Coordinate annotation records:
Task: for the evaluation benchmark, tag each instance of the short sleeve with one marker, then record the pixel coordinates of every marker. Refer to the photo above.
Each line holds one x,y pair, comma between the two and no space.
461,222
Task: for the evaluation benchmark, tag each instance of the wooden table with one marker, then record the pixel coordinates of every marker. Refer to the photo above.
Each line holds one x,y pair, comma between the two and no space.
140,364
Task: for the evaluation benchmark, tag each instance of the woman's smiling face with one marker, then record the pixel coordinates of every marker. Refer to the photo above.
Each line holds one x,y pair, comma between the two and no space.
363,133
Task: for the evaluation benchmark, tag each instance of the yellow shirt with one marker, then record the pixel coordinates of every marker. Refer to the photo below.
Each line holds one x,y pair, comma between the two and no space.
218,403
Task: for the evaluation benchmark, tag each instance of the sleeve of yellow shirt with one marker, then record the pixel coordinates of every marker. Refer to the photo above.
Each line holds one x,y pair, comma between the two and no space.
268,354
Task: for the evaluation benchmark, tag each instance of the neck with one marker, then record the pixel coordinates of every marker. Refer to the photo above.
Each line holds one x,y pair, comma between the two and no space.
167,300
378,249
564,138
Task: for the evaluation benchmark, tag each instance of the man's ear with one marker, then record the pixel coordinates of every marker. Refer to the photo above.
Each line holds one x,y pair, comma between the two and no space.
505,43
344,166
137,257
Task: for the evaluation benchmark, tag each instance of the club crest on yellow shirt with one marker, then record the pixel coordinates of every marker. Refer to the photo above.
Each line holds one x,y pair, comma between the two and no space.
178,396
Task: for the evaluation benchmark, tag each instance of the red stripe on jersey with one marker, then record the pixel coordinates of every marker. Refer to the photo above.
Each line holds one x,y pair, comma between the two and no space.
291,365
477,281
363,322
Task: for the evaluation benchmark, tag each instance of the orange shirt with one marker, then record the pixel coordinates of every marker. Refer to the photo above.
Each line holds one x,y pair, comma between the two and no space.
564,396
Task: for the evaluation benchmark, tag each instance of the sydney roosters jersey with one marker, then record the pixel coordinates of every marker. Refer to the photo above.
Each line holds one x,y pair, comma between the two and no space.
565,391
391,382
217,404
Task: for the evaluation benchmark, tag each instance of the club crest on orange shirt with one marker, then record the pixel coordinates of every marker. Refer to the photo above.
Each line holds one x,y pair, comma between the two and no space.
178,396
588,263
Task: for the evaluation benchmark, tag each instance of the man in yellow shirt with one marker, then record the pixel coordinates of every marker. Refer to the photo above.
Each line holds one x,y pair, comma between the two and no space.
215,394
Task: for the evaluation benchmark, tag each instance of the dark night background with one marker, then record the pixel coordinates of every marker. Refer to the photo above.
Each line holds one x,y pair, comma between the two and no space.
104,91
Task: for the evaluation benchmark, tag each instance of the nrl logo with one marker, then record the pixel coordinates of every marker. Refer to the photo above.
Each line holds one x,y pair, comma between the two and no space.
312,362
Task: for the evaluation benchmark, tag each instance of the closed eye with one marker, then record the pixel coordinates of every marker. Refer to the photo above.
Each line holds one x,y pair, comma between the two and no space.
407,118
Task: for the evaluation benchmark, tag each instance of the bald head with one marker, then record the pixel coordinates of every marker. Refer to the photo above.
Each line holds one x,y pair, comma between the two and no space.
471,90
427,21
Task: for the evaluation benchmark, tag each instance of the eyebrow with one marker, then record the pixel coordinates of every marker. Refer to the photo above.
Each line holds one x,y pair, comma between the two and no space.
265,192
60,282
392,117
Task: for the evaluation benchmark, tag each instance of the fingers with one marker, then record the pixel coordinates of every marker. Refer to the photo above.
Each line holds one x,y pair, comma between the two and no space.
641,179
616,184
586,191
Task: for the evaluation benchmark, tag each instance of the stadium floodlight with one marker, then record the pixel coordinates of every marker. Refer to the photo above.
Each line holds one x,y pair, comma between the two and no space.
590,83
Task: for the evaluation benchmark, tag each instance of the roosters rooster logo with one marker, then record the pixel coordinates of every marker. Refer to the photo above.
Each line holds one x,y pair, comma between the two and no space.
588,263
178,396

Required task: Reproduce each entry above exactly, keeping every word.

Reply to the task:
Task: for the evaluation benchmark, tag each instance of the short sleeve with one marker, then record the pixel coordinates of every marker. Refer to the photo above.
Each line holds one x,y pair, comma between the two and no space.
461,222
Task: for the evaluation benchmark, tag each instance of the wooden table with one marker, then record the pixel coordinates of every marker. Refer to the photo above.
Each line holds one x,y pair, comma between the two and no space.
140,364
Task: for the evaluation benchmark, tag each instance of the woman's smiling face with one marker, then record the pixel coordinates of every marker. Refer to the photo above.
Each line holds one x,y pair, comma between the two and no space.
363,133
Task: for the evaluation benchmark, tag each instance of the yellow shirt with one marker, then record the pixel coordinates of every marker. Refer to the photo below.
Each line holds one x,y pair, comma between the two and no space.
218,403
Task: for the evaluation benchmark, tag each instance of the sleeve of yellow shirt with one marker, then record the pixel coordinates of every marker. Refer to the photo above.
Each line holds one x,y pair, comma between the two and no space.
268,354
Task: for the evaluation benchmark, tag each instance of the neck with one marker, then record the pixel coordinates of every marker. Refer to the photo above.
Each line holds one x,y pair, comma between the two and no space.
167,300
378,249
564,138
Task: for the evaluation benchmark, tag each instance of the man's ear with one marker, then record the pixel coordinates of every marker. Refer to the photo above.
Each line holds one x,y pair, comma between the two and no space.
505,43
344,166
137,257
Task: for the evaluation benchmark, tag each instance of the club crest on yellow shirt with one marker, then record the pixel coordinates of every marker. Refer to the photo above.
Each line holds one x,y pair, comma between the two and no space.
178,396
Task: for the evaluation benchmark, tag each instance of the red stripe on jersey with one marker, then record the pixel coordinates of every marker. Refer to the photo above.
Each line holds one x,y pair, comma between the two and no space.
291,365
477,281
363,322
Task: for the evaluation benchmark, tag each instance of the orange shirt with one marker, then record the pixel coordinates of every marker. Refer to the photo above.
Each line holds one x,y pair, comma between the two and no space.
564,396
Task: for the evaluation benchmark, tag each instance of the sydney roosters jersey with one marker, then record the pixel coordinates of every marker. Refer to the photo above.
Each line holds one x,y pair, comma between the two and no space.
565,391
391,382
217,404
Task: for the evaluation benchmark, tag each instance of the club crest on orange shirt with one marker, then record the pixel coordinates of every marker. Refer to the photo above.
Each line holds one x,y pair, comma between the two and no space.
178,396
588,263
Task: for the evaluation benchmark, tag each instance of the man in yellow shirt with one marker, then record the pixel coordinates of every marker. Refer to the photo above.
Each line holds one x,y pair, comma between the two and no space.
215,394
Task: for the evaluation benchmark, tag each instance of the dark night background with one marker, then record the pixel coordinates of every marker. Refer to the photo above.
Each line holds one x,y pair, comma between the two and no space.
104,91
Task: for the evaluation benchmark, tag each instance of the nrl logo with one marker, then record the pixel coordinates of every marker. Refer to the photo above.
Each line holds one x,y pair, comma between the two and no space.
312,362
Task: for the evaluation benchmark, tag each instance of the closed eye with one marker, then record the pixel coordinates of every marker. Refer to the photo above.
Each line holds one x,y pair, comma between the two and no space.
407,118
Task: for the evaluation benchmark, tag each instance of the bald head with one marker, then record the pixel coordinates of every marker. Refer to the photo above.
Each line holds one x,y pair, comma between the two and no space.
471,90
427,21
Task: for the evaluation benchmark, tag each instance of the eyebrow with one marker, then record the pixel coordinates of every marker. Refer to the photo above.
Each line holds one x,y pair, comma between the two and no space.
265,192
60,282
392,117
Task: for the evaluation benchmark, tag each instance of the fingers with one marker, then record the pixel coordinates of every marker. Refer to the photo above.
Each line holds one x,y pair, comma between the two and no space.
641,179
616,184
586,191
Task: for the evaluation benchmark, tag each instance of the stadium floodlight with one marker, then record the pixel coordinates of every marker. Refer to the photo above.
Each line holds one x,y pair, comma between the two and no space.
590,83
Task: for the evaluation benchmark, tag each instance of the roosters rooster logo with one marker, then record the pixel coordinates of every marker. Refer to the photo above.
Each line holds one x,y pair, comma between the two and no space.
588,263
178,396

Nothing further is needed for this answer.